##### DATA IN THIS EXERCISE #####

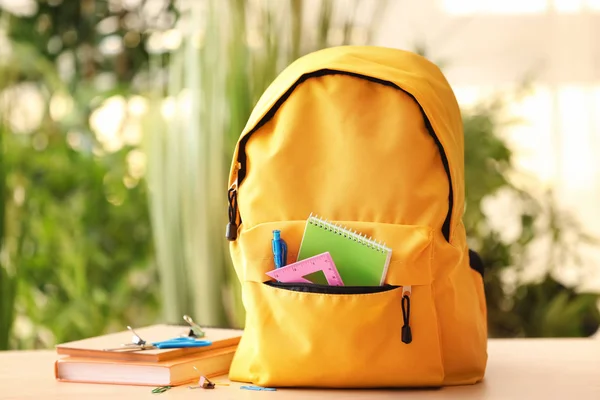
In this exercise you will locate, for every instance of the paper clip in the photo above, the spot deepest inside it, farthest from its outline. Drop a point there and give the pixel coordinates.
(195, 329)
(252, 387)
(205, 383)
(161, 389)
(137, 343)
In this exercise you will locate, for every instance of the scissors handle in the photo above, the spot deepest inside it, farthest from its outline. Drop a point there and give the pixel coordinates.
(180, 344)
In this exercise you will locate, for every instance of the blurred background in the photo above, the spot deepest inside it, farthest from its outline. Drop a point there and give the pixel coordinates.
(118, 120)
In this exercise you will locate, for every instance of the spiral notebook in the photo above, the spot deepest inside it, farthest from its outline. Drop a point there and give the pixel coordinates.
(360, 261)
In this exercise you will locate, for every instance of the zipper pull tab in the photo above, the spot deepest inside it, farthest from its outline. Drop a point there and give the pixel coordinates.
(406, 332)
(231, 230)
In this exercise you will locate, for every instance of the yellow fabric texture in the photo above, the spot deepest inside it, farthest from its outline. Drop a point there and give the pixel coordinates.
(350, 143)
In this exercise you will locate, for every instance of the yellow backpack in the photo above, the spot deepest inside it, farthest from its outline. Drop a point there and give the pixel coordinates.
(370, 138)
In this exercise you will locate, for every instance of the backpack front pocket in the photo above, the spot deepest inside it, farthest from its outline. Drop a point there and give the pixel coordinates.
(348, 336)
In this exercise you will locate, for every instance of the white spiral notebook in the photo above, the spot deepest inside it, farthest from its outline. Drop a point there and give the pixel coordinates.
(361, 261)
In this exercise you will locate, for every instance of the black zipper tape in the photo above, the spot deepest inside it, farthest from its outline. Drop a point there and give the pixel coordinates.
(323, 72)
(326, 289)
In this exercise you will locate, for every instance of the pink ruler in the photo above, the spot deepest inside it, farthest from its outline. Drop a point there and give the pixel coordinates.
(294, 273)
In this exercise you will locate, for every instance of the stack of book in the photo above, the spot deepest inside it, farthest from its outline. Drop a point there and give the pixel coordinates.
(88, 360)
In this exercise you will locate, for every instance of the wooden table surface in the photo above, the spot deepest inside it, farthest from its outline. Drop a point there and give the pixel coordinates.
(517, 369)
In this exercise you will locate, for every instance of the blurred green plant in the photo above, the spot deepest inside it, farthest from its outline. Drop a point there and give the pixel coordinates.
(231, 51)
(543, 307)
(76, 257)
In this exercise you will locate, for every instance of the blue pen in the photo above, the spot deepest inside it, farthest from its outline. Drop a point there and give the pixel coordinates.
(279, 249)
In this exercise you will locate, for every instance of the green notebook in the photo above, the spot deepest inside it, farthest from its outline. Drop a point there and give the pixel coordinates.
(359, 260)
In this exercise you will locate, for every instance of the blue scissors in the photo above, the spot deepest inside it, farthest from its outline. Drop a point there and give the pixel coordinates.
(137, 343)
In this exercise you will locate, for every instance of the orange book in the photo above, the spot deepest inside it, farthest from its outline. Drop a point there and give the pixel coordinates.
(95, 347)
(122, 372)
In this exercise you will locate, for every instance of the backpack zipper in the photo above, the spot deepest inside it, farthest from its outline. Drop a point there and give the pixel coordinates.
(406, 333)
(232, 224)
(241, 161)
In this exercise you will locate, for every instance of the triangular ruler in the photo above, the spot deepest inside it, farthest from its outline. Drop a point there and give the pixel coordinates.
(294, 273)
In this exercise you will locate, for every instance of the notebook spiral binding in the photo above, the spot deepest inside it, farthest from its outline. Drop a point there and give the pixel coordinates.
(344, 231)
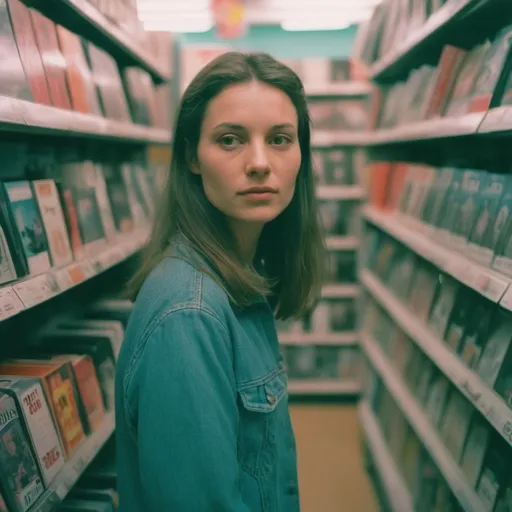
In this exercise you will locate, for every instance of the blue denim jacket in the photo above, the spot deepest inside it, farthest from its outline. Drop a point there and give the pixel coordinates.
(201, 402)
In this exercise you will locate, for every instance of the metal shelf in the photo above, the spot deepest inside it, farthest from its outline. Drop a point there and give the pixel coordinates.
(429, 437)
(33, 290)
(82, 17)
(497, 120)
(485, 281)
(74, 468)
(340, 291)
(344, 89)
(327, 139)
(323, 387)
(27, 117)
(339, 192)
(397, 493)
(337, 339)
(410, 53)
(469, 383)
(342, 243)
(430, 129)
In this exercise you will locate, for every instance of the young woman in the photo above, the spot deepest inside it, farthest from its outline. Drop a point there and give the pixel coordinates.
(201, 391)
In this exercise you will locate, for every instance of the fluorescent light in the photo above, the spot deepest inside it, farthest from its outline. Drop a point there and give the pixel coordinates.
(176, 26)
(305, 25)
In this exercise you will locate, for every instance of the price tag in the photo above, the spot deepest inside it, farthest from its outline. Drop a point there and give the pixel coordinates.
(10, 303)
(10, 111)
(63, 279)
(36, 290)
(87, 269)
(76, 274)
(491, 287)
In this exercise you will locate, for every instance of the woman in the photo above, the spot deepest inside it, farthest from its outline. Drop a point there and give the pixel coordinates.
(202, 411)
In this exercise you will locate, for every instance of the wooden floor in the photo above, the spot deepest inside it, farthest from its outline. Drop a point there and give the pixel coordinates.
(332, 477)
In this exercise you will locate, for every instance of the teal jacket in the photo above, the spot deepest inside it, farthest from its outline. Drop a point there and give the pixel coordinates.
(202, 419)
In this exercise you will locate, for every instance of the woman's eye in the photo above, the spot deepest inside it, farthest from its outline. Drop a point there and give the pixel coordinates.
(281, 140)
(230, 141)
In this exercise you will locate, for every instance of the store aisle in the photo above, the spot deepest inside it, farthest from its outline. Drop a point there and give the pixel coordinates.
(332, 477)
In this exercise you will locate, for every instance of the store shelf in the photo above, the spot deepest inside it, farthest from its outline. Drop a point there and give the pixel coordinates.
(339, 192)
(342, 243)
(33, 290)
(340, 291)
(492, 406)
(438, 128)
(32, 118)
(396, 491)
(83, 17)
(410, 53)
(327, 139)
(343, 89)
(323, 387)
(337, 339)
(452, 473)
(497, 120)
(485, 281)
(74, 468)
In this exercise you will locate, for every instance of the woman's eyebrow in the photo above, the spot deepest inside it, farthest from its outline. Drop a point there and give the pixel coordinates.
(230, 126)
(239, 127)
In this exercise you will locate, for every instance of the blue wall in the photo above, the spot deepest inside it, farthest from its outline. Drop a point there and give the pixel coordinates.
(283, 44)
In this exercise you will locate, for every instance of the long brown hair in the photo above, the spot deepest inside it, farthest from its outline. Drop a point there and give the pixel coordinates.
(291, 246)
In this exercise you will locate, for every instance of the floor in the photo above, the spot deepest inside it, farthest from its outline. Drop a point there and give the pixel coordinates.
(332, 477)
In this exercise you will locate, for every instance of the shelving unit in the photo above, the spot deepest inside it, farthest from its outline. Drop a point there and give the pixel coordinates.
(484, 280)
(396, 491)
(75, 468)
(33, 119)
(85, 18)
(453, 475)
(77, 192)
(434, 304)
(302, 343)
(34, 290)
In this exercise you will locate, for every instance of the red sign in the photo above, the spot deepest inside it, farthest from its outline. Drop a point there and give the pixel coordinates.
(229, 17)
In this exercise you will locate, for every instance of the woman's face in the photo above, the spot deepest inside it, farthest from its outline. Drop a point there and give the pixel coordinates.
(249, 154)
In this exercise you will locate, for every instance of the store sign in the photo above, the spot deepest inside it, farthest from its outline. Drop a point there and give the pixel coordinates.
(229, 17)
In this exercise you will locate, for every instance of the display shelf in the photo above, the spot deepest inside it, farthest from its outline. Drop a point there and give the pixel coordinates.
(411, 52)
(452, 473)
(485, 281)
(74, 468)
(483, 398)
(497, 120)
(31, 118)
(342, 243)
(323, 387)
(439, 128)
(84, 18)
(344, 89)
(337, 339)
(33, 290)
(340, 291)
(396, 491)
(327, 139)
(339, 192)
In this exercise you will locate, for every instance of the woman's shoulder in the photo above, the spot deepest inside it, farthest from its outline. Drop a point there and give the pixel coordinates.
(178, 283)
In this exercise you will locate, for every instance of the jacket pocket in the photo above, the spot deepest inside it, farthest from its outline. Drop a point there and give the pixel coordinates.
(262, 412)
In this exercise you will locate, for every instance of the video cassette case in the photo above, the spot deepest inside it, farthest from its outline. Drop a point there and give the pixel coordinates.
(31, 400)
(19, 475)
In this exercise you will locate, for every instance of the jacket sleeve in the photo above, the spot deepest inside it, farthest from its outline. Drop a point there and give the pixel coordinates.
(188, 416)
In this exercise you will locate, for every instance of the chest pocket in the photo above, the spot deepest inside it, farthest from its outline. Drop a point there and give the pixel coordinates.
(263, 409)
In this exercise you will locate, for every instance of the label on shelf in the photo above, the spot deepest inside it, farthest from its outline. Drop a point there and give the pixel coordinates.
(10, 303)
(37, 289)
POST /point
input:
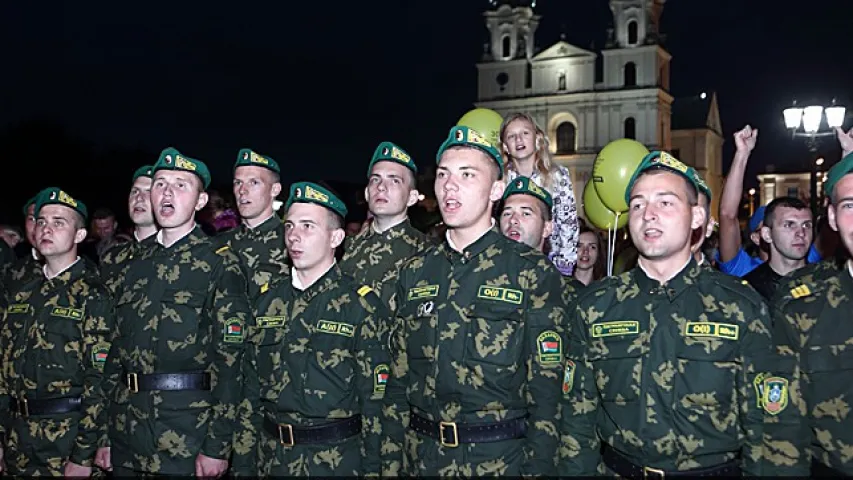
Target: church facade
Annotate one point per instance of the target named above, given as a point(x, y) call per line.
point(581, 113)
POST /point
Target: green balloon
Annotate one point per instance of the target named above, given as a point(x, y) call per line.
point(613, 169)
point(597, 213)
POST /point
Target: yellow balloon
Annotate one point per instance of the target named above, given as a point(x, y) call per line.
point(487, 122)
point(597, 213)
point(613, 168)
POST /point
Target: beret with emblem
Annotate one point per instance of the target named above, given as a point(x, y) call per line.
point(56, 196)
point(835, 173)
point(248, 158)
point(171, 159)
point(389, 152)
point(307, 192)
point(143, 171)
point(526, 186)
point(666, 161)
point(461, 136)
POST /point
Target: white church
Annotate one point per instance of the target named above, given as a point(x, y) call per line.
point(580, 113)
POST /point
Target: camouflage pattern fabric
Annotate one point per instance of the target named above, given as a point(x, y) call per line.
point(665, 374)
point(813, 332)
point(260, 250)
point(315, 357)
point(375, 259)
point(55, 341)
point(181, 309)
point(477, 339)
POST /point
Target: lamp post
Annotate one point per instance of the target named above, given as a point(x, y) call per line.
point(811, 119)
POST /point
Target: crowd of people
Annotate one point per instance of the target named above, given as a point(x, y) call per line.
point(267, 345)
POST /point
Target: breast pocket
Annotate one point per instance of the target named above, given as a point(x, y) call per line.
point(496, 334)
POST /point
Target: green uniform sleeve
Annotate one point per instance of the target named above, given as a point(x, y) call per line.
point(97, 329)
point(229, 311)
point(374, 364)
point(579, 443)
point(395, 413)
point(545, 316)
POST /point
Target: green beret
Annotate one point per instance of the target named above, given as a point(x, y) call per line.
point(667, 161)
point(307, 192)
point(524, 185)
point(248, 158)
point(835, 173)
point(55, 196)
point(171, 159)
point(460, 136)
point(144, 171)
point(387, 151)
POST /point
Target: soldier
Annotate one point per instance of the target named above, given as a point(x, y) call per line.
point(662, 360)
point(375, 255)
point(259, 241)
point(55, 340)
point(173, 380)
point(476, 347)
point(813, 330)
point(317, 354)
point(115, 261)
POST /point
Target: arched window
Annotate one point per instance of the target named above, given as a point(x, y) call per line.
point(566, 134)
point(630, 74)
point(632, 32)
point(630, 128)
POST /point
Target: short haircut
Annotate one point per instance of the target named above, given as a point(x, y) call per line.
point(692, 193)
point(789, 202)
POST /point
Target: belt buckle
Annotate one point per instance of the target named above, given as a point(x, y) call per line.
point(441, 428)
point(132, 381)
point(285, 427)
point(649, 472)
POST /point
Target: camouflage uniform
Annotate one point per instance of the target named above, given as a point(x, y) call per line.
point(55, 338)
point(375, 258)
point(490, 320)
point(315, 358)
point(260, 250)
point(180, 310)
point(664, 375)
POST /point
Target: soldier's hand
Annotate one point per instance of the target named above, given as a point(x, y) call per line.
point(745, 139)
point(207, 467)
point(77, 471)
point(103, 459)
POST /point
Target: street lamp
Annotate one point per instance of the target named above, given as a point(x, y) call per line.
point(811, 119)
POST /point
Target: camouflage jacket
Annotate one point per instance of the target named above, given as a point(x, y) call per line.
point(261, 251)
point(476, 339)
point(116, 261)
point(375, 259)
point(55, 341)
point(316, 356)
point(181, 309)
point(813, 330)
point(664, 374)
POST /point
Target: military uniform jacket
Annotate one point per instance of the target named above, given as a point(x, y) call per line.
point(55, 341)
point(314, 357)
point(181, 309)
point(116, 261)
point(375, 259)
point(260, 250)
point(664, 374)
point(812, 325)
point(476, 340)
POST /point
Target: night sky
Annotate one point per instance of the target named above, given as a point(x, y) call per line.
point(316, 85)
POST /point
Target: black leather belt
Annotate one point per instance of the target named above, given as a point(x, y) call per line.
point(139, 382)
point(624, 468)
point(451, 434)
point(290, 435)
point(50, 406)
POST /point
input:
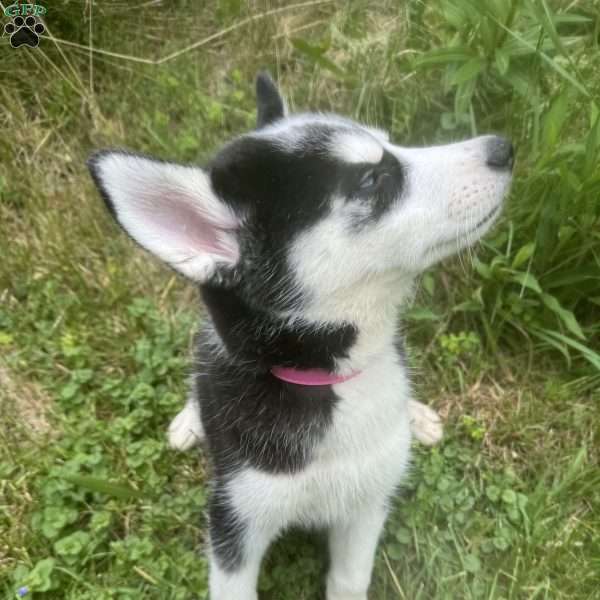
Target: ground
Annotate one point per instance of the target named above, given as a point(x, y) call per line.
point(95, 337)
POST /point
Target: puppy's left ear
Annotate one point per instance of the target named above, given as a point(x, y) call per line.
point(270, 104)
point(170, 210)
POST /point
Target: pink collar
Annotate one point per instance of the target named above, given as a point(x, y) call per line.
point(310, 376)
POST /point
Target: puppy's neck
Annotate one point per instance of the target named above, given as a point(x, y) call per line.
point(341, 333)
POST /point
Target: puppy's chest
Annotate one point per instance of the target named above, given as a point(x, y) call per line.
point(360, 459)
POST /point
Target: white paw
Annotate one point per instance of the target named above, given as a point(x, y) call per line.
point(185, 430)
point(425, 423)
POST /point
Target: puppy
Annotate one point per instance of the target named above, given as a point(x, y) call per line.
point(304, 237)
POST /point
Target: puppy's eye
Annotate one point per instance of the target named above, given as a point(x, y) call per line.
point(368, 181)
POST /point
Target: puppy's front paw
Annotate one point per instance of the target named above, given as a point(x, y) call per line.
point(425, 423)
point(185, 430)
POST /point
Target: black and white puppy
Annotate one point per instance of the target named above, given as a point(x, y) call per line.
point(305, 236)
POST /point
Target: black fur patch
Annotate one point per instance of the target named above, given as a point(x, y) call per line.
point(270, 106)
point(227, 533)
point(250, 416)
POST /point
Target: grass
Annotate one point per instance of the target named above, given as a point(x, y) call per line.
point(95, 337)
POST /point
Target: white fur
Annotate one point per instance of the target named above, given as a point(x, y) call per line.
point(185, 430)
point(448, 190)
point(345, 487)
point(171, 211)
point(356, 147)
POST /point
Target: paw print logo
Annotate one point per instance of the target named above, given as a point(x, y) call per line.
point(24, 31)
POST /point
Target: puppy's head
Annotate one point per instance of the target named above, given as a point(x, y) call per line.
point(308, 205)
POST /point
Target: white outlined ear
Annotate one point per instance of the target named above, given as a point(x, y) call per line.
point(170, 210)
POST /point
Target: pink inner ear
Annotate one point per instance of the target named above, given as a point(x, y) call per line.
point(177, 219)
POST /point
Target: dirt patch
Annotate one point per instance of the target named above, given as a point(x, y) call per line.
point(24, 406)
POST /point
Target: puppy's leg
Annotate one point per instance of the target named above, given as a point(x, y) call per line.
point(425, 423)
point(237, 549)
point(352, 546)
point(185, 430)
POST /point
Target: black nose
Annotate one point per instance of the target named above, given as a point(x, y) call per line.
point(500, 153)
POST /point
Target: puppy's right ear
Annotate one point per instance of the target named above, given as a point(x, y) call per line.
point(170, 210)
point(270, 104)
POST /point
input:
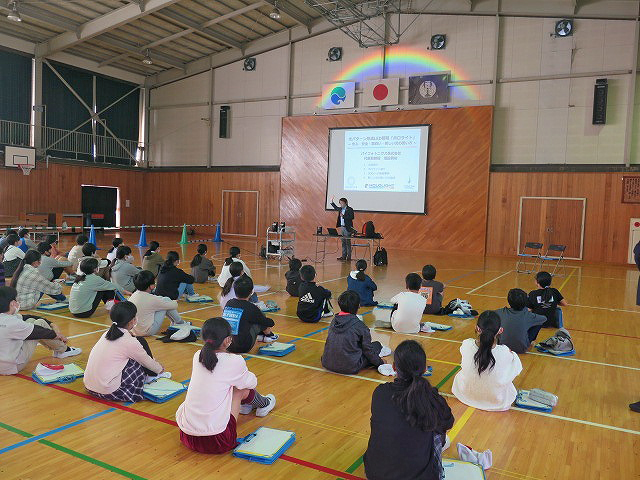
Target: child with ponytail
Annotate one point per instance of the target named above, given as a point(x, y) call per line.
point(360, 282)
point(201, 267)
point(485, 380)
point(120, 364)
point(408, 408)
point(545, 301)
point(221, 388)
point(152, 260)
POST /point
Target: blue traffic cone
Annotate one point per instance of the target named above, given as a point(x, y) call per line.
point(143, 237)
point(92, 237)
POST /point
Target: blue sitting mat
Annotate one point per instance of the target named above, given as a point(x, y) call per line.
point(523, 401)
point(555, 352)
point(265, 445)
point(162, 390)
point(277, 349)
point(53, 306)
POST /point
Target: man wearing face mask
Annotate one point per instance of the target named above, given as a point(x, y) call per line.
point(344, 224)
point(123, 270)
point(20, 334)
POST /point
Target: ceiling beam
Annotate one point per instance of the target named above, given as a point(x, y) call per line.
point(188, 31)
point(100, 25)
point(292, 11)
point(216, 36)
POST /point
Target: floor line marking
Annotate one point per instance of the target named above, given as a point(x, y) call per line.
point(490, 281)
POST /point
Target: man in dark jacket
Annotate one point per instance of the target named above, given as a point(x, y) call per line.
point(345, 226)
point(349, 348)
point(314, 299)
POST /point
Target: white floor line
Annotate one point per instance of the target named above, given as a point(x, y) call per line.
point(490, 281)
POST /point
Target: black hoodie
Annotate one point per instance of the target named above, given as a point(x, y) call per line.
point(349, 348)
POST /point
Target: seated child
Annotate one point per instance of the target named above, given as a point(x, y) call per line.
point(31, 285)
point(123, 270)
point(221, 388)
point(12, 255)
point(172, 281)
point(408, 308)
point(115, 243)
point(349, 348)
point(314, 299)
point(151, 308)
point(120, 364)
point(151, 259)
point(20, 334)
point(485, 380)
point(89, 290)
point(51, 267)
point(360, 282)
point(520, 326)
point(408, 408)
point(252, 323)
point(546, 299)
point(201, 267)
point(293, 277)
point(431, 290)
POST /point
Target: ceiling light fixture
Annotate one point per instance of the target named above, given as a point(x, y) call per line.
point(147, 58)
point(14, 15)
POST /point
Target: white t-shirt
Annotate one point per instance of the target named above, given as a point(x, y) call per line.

#####

> INSTRUCTIONS FOR THE TASK
Extract each row above that contains the string "sign", and copy every such row in full. Letter case counts when matching.

> TASK SOLUTION
In this exercise you will locate, for every instance of the red sign in the photo above, the spot deepest inside it, farthest from its outline. Drop a point there and give the pixel coordinates.
In this exercise you will locate, for every instance of the store sign in the photo above, the spot deepest inside it, farthest from its outline. Drop a point there and give the pixel coordinates.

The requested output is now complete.